Source data:
**********

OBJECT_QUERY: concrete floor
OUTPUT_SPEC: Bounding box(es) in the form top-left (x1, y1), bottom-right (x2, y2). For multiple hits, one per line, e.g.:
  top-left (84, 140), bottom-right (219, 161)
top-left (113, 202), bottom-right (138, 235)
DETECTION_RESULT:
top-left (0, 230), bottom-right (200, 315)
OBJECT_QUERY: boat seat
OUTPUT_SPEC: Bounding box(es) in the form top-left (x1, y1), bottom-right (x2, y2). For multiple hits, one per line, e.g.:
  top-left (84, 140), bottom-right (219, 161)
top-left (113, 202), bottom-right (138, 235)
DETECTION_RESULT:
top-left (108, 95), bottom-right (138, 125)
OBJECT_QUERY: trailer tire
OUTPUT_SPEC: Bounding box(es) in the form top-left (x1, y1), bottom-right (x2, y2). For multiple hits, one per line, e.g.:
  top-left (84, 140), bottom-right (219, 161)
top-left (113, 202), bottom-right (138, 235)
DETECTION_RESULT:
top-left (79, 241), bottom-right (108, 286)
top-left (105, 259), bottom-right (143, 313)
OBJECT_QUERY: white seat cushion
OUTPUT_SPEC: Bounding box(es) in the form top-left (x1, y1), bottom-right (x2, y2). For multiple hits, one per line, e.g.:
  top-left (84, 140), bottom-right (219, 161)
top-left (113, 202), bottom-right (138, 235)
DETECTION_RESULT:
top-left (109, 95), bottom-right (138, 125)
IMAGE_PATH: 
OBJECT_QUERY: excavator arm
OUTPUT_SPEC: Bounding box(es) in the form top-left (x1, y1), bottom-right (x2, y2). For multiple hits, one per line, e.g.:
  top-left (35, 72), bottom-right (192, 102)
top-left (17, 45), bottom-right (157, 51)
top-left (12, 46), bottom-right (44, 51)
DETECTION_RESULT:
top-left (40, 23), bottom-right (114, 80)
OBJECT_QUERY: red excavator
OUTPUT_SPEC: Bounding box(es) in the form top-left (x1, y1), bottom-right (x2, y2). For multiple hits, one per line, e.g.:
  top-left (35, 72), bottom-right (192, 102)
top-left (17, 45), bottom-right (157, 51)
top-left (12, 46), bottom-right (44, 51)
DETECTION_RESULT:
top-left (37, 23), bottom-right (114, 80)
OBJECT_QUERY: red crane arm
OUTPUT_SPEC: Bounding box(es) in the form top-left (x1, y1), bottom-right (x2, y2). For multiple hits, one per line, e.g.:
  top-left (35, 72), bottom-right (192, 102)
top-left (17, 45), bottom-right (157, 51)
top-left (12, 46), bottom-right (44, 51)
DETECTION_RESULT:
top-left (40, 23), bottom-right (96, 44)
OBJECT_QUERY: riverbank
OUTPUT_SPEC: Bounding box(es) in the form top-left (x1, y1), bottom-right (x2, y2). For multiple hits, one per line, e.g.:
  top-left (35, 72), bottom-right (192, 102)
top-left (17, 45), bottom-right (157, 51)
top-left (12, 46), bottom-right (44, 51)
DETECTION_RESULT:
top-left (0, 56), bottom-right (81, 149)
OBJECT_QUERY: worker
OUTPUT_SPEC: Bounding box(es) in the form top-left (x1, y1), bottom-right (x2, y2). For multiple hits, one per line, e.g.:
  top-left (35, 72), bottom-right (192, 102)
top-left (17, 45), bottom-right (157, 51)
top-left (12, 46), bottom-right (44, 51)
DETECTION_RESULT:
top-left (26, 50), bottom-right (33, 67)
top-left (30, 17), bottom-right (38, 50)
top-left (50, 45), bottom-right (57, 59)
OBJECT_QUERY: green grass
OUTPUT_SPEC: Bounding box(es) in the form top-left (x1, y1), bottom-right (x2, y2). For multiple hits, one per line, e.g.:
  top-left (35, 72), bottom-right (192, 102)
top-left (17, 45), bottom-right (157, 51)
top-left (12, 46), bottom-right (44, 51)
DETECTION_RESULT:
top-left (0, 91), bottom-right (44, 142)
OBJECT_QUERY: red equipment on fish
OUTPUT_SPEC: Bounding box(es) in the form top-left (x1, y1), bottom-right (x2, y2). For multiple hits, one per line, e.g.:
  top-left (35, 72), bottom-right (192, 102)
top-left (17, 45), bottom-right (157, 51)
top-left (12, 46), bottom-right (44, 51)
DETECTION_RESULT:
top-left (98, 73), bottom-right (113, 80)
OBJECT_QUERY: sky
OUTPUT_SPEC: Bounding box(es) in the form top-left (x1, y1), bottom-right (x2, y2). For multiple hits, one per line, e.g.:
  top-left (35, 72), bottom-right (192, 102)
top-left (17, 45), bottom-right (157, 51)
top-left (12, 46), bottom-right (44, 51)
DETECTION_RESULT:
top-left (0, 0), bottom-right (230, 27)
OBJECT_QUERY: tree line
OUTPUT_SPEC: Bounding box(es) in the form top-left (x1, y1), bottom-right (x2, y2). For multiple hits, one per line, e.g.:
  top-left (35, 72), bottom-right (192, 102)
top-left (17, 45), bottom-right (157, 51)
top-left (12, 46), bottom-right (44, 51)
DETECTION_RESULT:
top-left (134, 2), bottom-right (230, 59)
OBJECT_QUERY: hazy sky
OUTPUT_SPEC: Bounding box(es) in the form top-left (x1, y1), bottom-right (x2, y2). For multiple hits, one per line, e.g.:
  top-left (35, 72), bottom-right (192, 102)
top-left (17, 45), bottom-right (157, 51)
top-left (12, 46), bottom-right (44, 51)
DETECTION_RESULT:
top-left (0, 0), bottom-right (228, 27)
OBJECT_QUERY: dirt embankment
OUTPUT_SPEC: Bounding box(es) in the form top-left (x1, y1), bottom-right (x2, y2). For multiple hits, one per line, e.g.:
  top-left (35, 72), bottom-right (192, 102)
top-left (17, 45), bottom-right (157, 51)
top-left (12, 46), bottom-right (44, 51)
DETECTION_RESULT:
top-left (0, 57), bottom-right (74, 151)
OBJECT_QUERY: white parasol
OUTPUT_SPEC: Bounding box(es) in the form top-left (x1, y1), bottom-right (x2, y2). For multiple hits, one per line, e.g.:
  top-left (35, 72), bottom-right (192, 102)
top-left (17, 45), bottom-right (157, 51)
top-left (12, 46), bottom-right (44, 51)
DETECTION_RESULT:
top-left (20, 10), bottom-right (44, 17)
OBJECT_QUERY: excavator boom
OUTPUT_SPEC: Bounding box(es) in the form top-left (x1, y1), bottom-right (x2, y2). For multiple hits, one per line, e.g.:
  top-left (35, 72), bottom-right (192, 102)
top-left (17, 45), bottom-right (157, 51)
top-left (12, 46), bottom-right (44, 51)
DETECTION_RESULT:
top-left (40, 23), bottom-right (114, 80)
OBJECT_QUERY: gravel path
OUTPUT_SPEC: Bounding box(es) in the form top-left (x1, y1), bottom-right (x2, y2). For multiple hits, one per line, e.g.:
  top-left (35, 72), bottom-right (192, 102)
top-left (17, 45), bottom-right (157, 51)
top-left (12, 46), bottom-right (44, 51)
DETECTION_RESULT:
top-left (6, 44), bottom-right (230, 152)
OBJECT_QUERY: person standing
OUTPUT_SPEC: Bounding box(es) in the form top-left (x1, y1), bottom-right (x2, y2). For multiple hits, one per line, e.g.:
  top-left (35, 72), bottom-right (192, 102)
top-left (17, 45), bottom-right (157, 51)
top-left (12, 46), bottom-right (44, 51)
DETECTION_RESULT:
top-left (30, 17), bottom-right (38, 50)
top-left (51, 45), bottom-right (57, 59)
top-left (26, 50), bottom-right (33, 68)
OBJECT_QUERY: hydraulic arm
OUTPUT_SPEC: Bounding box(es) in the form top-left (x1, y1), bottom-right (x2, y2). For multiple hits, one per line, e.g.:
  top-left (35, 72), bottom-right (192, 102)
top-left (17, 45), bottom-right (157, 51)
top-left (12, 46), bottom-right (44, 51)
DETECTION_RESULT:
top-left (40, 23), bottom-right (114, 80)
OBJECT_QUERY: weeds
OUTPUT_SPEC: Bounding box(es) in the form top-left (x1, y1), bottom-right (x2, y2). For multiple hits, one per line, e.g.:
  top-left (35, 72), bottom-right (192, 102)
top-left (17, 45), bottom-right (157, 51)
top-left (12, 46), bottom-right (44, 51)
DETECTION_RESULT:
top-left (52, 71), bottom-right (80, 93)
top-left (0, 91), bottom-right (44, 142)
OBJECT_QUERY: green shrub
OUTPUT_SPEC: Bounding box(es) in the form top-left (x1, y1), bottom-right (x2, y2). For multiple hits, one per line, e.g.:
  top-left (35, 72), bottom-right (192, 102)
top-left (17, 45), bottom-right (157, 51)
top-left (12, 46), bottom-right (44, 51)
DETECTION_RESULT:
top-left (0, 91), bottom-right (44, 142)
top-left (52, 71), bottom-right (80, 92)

**********

Update the material from its first line through the line that contains "top-left (108, 95), bottom-right (138, 125)", changing "boat seat" to "boat bench" and leaving everything else the same. Give back only those lines.

OBJECT_QUERY: concrete floor
OUTPUT_SPEC: Bounding box(es) in the form top-left (x1, y1), bottom-right (x2, y2). For multiple hits, one per line, e.g.:
  top-left (84, 140), bottom-right (219, 161)
top-left (113, 202), bottom-right (138, 235)
DETECTION_RESULT:
top-left (0, 230), bottom-right (200, 315)
OBJECT_QUERY: boat bench
OUTPUT_SPEC: Bounding box(es) in the form top-left (x1, y1), bottom-right (x2, y2). For multiple hits, one per line, e.g.:
  top-left (84, 140), bottom-right (219, 161)
top-left (113, 202), bottom-right (138, 235)
DETECTION_RESULT:
top-left (108, 95), bottom-right (138, 125)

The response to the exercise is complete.